--- Start of PROVIDED TEXT ---

If it returned a generation newer than us then we update the value we will return and invalidate any inherited methods. We do the latter by bubbling any non-inherited methods up over any inherited methods and reducing the array size appropriately.

So, we might think we are only using 3 slots out of a (memory) allocated 5 slots and hopefully idio_realloc() won’t get upset when we ask to increase the array size to 4 and then 5 slots again.

dump-vtable

Obviously, we should have a dump-vtable function so we can check what’s going on!

Type Variances

Most types are going to follow a fairly benign pattern of not doing very much. They’ll have a vtable with some methods.

Other types are a bit more interesting as we have the concept of a type and an instance of a type.

C/pointers

Regular C/pointers are benign, we’re more interested in those we’ve previously applied a C Structure Identification (CSI) mark to.

In this case, when we create such a “typed” C/pointer we want to create a type-specific vtable for it whose parent is the base C/pointer vtable.

If we look in the supplied CSI data we’ll have:

  1. the struct’s nominal name, say, libc/struct-timeval, a symbol

  2. a list of the members of the C struct

  3. (possibly) a -ref function – usually a primitive

Here, we look for, or create, a vtable for this “type” of C/pointer (in the idio_C_pointer_type_vtables hash table) which we can point to from this C/pointer instance of the C/pointer “type”.

structs

Idio structs are a bit more interesting as we want to match the parentage of the struct-type within the vtables.

Of course, that’s incredibly easy as, when we create the struct-type, we can make the vtable’s parent for this struct-type be the vtable of the struct-type’s parent.

struct-instances

For struct-instances it gets a bit more messy. For all other instantiations of a type, think: 37, a fixnum, the underlying type is a C construct. For a struct-instance the underlying type is an Idio struct-type.

--- End of PROVIDED TEXT ---
--- Start of ROWS ---

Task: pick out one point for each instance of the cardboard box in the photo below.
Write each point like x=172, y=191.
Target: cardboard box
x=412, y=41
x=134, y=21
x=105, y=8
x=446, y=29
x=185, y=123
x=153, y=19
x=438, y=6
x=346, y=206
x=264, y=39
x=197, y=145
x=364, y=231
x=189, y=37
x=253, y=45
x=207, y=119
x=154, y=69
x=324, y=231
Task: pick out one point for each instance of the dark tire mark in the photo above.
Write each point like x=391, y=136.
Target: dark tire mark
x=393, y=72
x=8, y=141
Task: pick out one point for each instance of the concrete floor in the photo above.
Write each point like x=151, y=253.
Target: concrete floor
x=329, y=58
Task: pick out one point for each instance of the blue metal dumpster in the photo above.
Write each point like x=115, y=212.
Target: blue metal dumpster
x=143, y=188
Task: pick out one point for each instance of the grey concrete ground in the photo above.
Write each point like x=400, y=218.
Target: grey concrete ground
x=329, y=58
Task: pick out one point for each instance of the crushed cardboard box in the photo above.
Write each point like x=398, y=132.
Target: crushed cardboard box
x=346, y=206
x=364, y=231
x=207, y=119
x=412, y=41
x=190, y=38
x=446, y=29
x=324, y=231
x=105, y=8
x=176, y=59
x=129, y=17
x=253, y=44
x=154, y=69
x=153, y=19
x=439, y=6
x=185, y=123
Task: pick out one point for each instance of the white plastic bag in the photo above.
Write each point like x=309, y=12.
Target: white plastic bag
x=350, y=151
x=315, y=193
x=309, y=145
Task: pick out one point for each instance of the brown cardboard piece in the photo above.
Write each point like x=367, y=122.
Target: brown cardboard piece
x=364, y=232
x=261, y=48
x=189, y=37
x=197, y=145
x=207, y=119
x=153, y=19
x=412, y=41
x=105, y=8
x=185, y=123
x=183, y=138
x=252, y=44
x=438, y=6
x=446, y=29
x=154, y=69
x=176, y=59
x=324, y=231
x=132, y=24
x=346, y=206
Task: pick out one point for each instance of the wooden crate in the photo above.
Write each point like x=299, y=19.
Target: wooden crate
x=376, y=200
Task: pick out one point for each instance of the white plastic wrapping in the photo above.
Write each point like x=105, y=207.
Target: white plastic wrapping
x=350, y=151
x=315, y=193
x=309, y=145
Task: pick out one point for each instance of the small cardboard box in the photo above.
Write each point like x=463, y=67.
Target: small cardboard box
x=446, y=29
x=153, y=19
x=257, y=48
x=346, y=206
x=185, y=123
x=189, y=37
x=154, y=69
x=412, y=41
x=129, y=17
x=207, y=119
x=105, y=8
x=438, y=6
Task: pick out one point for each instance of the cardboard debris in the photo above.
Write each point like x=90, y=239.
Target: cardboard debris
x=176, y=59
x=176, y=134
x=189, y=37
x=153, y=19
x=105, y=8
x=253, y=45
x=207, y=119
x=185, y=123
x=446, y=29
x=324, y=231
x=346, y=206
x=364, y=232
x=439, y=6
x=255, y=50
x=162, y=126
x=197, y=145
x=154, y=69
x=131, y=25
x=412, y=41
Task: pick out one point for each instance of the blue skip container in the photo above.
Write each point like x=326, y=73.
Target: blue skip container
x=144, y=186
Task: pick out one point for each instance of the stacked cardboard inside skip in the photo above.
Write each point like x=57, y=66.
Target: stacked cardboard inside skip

--- End of ROWS ---

■ WHAT YOU ARE ASKED TO DO ■
Pick up the Idio vtables text after its final sentence and write on.

■ RESULT BELOW ■
Whilst most of the operations on an instance of the struct-type should be methods defined against the struct-type, think that the typename method is associated with the fixnum type and not the 37 per se, we might want to legitimately ask questions about the struct-type itself.

Printing is the obvious problematic case. If I want to print a struct-instance it would probably involve some field=value output, whereas printing a struct-type would want to print just the fields but also the name of the parent struct-type.

Methods

Let’s look at a few methods.

typename

This is our putative type method but we’ll use a separate name, typename, while we’re getting a feel for things.

In every possible case we will have a symbol in our hands describing the name of the type. We need to add all the Idio basic type names into src/symbol.[ch] but for “typed” C/pointers and struct-types we’ll have a type name passed to us.

That means we can use a method with a bit of stored data, a symbol for the type’s name and a generic method which simply retrieves the stored data and returns it.

Let’s have a look at fixnum:

src/fixnum.c
 idio_vtable_add_method (idio_fixnum_vtable,
                         idio_S_typename,
                         idio_vtable_create_method_value (idio_util_method_typename,
                                                          idio_S_fixnum));

where idio_vtable_add_method() wants to take a vtable, a method name and a method. idio_vtable_create_method_value() will create a method from the C function pointer and the Idio type name we want to return as data. There are idio_vtable_create_method_*() methods for other kinds of data.

The method’s C implementation:

src/util.c
IDIO idio_util_method_typename (idio_vtable_method_t *m, IDIO v, ...)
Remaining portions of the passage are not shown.